Items from a dataset:
_____
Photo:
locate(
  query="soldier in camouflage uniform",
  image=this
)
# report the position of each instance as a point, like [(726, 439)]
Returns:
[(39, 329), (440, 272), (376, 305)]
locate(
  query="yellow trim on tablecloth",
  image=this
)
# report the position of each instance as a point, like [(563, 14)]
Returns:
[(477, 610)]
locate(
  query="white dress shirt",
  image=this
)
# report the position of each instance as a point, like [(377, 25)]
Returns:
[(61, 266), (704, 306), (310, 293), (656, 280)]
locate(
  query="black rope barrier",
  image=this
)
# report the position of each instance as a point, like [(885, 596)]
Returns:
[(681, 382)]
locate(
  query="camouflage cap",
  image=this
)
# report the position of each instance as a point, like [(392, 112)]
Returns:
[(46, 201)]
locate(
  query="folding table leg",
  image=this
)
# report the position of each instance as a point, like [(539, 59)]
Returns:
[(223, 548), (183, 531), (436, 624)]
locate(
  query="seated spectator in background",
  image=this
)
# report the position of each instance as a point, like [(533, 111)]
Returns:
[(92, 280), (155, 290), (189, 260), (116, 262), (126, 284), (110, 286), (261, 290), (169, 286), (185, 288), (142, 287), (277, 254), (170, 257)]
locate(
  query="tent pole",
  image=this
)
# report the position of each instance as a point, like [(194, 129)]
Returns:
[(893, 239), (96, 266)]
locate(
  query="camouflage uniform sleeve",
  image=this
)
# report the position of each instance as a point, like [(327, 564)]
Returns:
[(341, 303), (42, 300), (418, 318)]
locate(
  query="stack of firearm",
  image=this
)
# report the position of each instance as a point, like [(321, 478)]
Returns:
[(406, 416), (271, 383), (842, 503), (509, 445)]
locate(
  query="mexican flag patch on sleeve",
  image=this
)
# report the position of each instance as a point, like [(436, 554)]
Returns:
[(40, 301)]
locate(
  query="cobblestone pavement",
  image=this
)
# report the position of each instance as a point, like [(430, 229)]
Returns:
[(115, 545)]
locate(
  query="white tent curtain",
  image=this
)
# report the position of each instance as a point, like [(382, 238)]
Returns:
_____
→ THE EXERCISE:
Return the records word for word, from their first line down to the line containing "[(223, 548), (183, 531), (436, 624)]", including both ends.

→ EXERCISE ANSWER:
Photo:
locate(
  query="soldier in camouflage uniform",
  image=this
)
# report the position of each instance as a point, like [(726, 439)]
Returns:
[(39, 329), (440, 272), (376, 305)]
locate(
  query="yellow trim on tablecloth",
  image=this
)
# report the position of each instance as a point, like [(563, 14)]
Returns:
[(477, 610)]
locate(
  query="white dress shirt",
  image=this
)
# report the position of each instance as a point, like [(377, 25)]
Returns:
[(61, 266), (704, 306), (310, 293), (656, 280)]
locate(
  query="black rope barrier",
  image=this
)
# report the position of each instance as a point, like [(885, 596)]
Returns:
[(681, 382)]
locate(
  query="camouflage cap",
  image=this
)
# report the position of each instance as a point, like [(392, 112)]
Returns:
[(46, 201)]
locate(
  query="folding table leg",
  image=this
)
# report the position of each instance as a point, like [(539, 59)]
Returns:
[(223, 548), (183, 531), (436, 624)]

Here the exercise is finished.